WHAT TO WORK ON -
Write out the material below line for line, changing nothing.

━━━

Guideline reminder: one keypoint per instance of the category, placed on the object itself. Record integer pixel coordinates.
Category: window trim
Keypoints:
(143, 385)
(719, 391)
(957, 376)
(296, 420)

━━━

EXERCISE OUTPUT -
Guideline reminder: one keypoint per instance of the category, placed on the object itself. Record integer pixel coordinates.
Category: window trim
Keypoints:
(143, 385)
(719, 391)
(957, 376)
(296, 420)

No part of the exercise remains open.